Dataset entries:
※
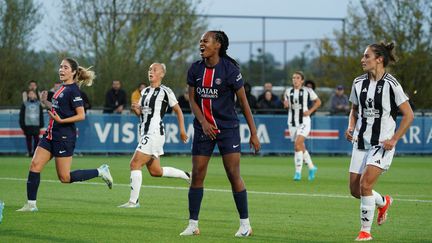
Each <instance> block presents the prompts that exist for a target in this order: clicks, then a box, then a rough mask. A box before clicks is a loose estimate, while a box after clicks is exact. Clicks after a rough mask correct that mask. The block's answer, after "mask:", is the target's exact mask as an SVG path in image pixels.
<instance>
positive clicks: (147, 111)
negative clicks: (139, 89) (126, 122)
mask: <svg viewBox="0 0 432 243" xmlns="http://www.w3.org/2000/svg"><path fill="white" fill-rule="evenodd" d="M141 112H142V113H143V114H151V112H152V108H150V107H148V106H143V107H141Z"/></svg>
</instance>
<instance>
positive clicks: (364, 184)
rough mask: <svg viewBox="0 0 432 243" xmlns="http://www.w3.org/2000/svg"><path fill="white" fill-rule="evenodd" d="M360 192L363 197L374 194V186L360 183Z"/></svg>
mask: <svg viewBox="0 0 432 243" xmlns="http://www.w3.org/2000/svg"><path fill="white" fill-rule="evenodd" d="M360 192H361V195H365V194H370V193H372V184H370V183H367V182H361V183H360Z"/></svg>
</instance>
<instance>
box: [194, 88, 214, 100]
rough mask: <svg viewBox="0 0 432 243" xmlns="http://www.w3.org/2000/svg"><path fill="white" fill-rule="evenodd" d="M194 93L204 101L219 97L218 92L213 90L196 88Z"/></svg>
mask: <svg viewBox="0 0 432 243" xmlns="http://www.w3.org/2000/svg"><path fill="white" fill-rule="evenodd" d="M196 92H197V93H198V94H199V96H200V97H201V98H205V99H217V98H218V97H219V95H218V90H217V89H213V88H205V87H198V88H197V89H196Z"/></svg>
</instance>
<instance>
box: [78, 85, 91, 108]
mask: <svg viewBox="0 0 432 243" xmlns="http://www.w3.org/2000/svg"><path fill="white" fill-rule="evenodd" d="M80 94H81V98H82V99H83V103H84V113H87V110H90V109H91V103H90V100H89V98H88V96H87V94H86V93H85V92H84V91H83V90H82V89H80Z"/></svg>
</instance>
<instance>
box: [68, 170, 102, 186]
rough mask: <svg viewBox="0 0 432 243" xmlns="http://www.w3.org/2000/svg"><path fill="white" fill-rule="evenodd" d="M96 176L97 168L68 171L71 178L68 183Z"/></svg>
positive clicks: (70, 177) (89, 178)
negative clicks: (69, 180) (93, 168)
mask: <svg viewBox="0 0 432 243" xmlns="http://www.w3.org/2000/svg"><path fill="white" fill-rule="evenodd" d="M98 176H99V172H98V171H97V169H93V170H74V171H72V172H71V173H70V178H71V181H70V183H73V182H75V181H86V180H90V179H92V178H95V177H98Z"/></svg>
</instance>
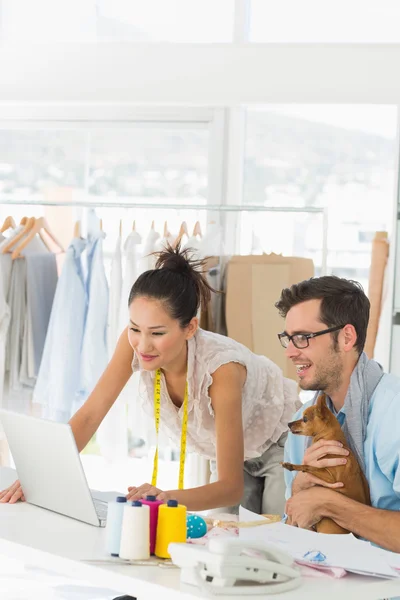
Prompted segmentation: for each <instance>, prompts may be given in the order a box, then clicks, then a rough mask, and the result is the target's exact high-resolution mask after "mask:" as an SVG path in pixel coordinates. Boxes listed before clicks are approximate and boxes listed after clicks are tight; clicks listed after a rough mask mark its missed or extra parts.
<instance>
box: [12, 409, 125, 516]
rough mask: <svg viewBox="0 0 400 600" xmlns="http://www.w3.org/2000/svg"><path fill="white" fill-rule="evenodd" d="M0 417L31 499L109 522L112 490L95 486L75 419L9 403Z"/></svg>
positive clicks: (16, 463) (75, 514)
mask: <svg viewBox="0 0 400 600" xmlns="http://www.w3.org/2000/svg"><path fill="white" fill-rule="evenodd" d="M0 421H1V423H2V425H3V428H4V432H5V435H6V437H7V441H8V445H9V447H10V450H11V454H12V457H13V459H14V463H15V467H16V469H17V474H18V479H19V480H20V482H21V485H22V489H23V490H24V495H25V499H26V501H27V502H29V503H30V504H35V505H36V506H40V507H41V508H47V509H48V510H51V511H53V512H56V513H59V514H61V515H65V516H67V517H71V518H73V519H77V520H78V521H83V522H84V523H88V524H89V525H94V526H96V527H104V526H105V524H106V518H107V502H106V501H105V500H104V497H105V496H108V495H109V494H108V493H107V494H104V493H102V492H97V493H96V492H93V494H92V492H91V491H90V489H89V486H88V483H87V480H86V476H85V473H84V470H83V467H82V463H81V459H80V457H79V452H78V449H77V447H76V443H75V438H74V436H73V433H72V429H71V427H70V425H68V424H65V423H57V422H55V421H48V420H46V419H37V418H35V417H30V416H27V415H23V414H19V413H14V412H11V411H7V410H4V409H0ZM116 495H118V494H117V492H115V493H114V492H112V493H111V494H110V497H109V499H110V500H111V498H115V496H116ZM102 497H103V499H102Z"/></svg>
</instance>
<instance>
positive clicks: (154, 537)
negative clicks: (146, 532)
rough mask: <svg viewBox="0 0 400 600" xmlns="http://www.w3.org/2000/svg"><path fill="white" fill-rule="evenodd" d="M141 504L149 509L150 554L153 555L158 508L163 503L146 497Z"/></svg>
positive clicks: (155, 545)
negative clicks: (149, 515) (148, 508)
mask: <svg viewBox="0 0 400 600" xmlns="http://www.w3.org/2000/svg"><path fill="white" fill-rule="evenodd" d="M142 504H145V505H147V506H148V507H149V509H150V554H154V550H155V547H156V534H157V522H158V507H159V506H160V504H163V502H162V501H161V500H157V498H156V497H155V496H146V499H145V500H142Z"/></svg>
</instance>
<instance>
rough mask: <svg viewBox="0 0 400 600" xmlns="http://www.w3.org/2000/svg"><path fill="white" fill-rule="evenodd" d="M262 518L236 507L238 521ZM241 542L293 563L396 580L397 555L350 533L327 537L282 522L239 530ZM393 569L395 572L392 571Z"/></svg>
mask: <svg viewBox="0 0 400 600" xmlns="http://www.w3.org/2000/svg"><path fill="white" fill-rule="evenodd" d="M262 518H263V517H262V516H260V515H257V514H255V513H252V512H251V511H249V510H246V509H244V508H242V507H240V510H239V519H240V520H241V521H257V520H262ZM239 538H240V539H242V540H243V541H245V542H249V545H250V544H251V542H264V543H267V544H271V545H273V546H276V547H278V548H280V549H281V550H284V551H285V552H287V553H288V554H290V555H291V556H293V559H294V560H296V561H301V562H302V563H304V564H309V565H310V566H315V565H319V566H325V567H340V568H342V569H345V570H346V571H351V572H354V573H360V574H363V575H373V576H377V577H387V578H396V577H400V555H399V554H395V553H393V552H387V551H386V550H383V549H382V548H378V547H376V546H373V545H372V544H370V543H369V542H365V541H361V540H358V539H357V538H356V537H354V535H353V534H351V533H349V534H348V535H329V534H324V533H317V532H315V531H308V530H306V529H299V528H298V527H292V526H291V525H285V524H284V523H271V524H269V525H260V526H258V527H245V528H239ZM396 569H397V570H396Z"/></svg>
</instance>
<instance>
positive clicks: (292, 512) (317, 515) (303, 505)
mask: <svg viewBox="0 0 400 600" xmlns="http://www.w3.org/2000/svg"><path fill="white" fill-rule="evenodd" d="M331 494H334V492H331V491H330V490H322V489H318V488H314V489H308V490H303V491H302V492H299V493H298V494H296V495H295V496H292V497H291V498H289V500H288V501H287V502H286V508H285V512H286V514H287V515H288V518H287V524H288V525H294V526H295V527H301V528H302V529H312V528H313V527H314V525H315V524H316V523H318V522H319V521H320V520H321V519H322V517H323V516H324V514H323V506H324V504H325V502H326V500H327V499H329V498H331Z"/></svg>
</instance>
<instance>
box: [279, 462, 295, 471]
mask: <svg viewBox="0 0 400 600" xmlns="http://www.w3.org/2000/svg"><path fill="white" fill-rule="evenodd" d="M281 466H282V467H283V468H284V469H287V470H288V471H293V465H292V463H281Z"/></svg>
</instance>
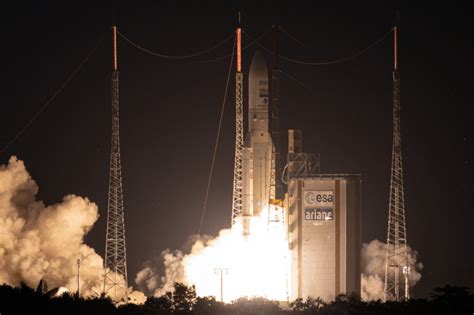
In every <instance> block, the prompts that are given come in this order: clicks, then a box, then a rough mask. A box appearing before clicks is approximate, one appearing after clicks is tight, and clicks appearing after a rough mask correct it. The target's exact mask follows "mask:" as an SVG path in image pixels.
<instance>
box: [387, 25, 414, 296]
mask: <svg viewBox="0 0 474 315" xmlns="http://www.w3.org/2000/svg"><path fill="white" fill-rule="evenodd" d="M393 32H394V69H393V73H392V76H393V145H392V170H391V177H390V202H389V209H388V227H387V253H386V261H385V284H384V300H385V301H387V300H391V301H400V300H401V299H409V298H410V292H409V284H408V276H409V272H410V267H409V266H408V252H407V236H406V235H407V234H406V224H405V201H404V194H403V167H402V144H401V136H400V78H399V74H398V69H397V27H394V30H393ZM402 275H403V278H404V288H403V289H401V288H400V285H401V283H402V281H401V278H402ZM401 291H403V293H404V294H403V295H401Z"/></svg>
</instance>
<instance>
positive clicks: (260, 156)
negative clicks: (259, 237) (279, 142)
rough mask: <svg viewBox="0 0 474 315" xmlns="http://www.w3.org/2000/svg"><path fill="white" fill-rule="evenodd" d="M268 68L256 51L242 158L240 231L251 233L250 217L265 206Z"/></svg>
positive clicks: (268, 116) (267, 192) (268, 147)
mask: <svg viewBox="0 0 474 315" xmlns="http://www.w3.org/2000/svg"><path fill="white" fill-rule="evenodd" d="M268 92H269V91H268V70H267V64H266V61H265V58H264V56H263V55H262V54H261V53H260V52H258V51H257V52H256V54H255V55H254V57H253V59H252V62H251V64H250V74H249V110H248V119H249V123H248V133H247V136H246V138H245V143H244V148H243V160H242V168H243V173H242V193H243V196H242V197H243V202H242V220H243V233H244V234H249V233H250V218H251V217H252V216H258V215H260V213H261V212H262V210H263V209H265V208H268V205H269V200H270V183H271V176H272V174H274V172H272V150H273V141H272V137H271V135H270V132H269V128H268V126H269V124H268V117H269V115H268V100H269V95H268Z"/></svg>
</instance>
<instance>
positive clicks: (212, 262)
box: [136, 211, 289, 302]
mask: <svg viewBox="0 0 474 315" xmlns="http://www.w3.org/2000/svg"><path fill="white" fill-rule="evenodd" d="M267 217H268V215H267V214H266V212H265V211H263V212H262V214H261V216H260V217H252V218H251V221H250V233H249V235H247V236H246V237H243V236H242V226H241V222H237V223H236V224H234V225H233V227H232V228H231V229H224V230H221V231H220V232H219V235H218V236H217V237H215V238H211V237H207V236H205V237H197V236H194V237H192V240H191V241H189V242H188V243H189V244H191V243H193V244H192V246H191V248H190V249H189V251H185V252H186V254H184V252H183V251H170V250H166V251H163V252H162V254H161V257H160V258H158V259H155V260H154V261H149V262H147V263H146V264H145V266H144V269H143V270H141V271H140V272H139V273H138V274H137V277H136V283H137V284H138V285H139V287H140V288H142V289H144V290H147V291H148V292H150V293H152V294H154V295H156V296H159V295H162V294H163V293H165V292H166V291H170V290H172V288H173V284H174V282H182V283H185V284H187V285H195V286H196V293H197V294H198V295H199V296H215V297H216V298H218V299H219V298H222V299H223V300H224V301H225V302H230V301H232V300H235V299H237V298H239V297H243V296H260V297H265V298H268V299H271V300H286V299H287V293H288V286H287V281H286V280H287V279H288V277H287V276H288V271H289V270H288V266H289V264H288V259H289V251H288V242H287V241H286V239H285V229H284V227H283V225H282V224H278V225H277V226H275V227H273V228H269V226H268V225H267V223H266V220H265V219H264V218H267Z"/></svg>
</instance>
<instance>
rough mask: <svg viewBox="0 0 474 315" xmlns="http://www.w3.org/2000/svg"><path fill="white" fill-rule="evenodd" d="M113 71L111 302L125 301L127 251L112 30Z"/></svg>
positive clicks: (107, 221) (115, 36)
mask: <svg viewBox="0 0 474 315" xmlns="http://www.w3.org/2000/svg"><path fill="white" fill-rule="evenodd" d="M112 30H113V40H114V71H113V72H112V145H111V153H110V174H109V197H108V208H107V234H106V240H105V263H104V269H105V276H104V293H106V294H107V295H109V296H111V297H112V299H113V300H114V301H118V300H125V301H127V288H128V279H127V250H126V245H125V219H124V213H123V192H122V168H121V162H120V137H119V71H118V67H117V28H116V26H113V27H112Z"/></svg>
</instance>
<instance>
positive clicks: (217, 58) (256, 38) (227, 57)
mask: <svg viewBox="0 0 474 315" xmlns="http://www.w3.org/2000/svg"><path fill="white" fill-rule="evenodd" d="M268 32H269V31H268V30H267V31H265V32H263V33H262V35H260V36H259V37H257V38H255V39H253V40H252V41H251V42H250V43H248V44H247V45H244V47H242V51H244V50H246V49H247V48H249V47H250V46H252V45H253V44H255V43H257V42H258V41H259V40H261V39H262V38H264V37H265V35H267V34H268ZM232 54H233V52H232V53H230V54H227V55H224V56H220V57H216V58H212V59H207V60H196V61H198V62H212V61H218V60H223V59H227V58H229V57H230V56H232Z"/></svg>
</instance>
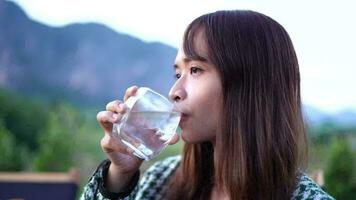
※
### About this task
Only one stretch of the records above is wanted: the lines between the one holding "box: [68, 170, 102, 186]" and the one holding "positive clicks: (70, 177) (89, 178)", inclusive, reproduced exactly.

### Your solution
box: [68, 170, 102, 186]
rough mask: <svg viewBox="0 0 432 243" xmlns="http://www.w3.org/2000/svg"><path fill="white" fill-rule="evenodd" d="M96 176L97 168L68 171L71 178L68 183Z"/></svg>
positive clicks: (70, 177) (89, 178)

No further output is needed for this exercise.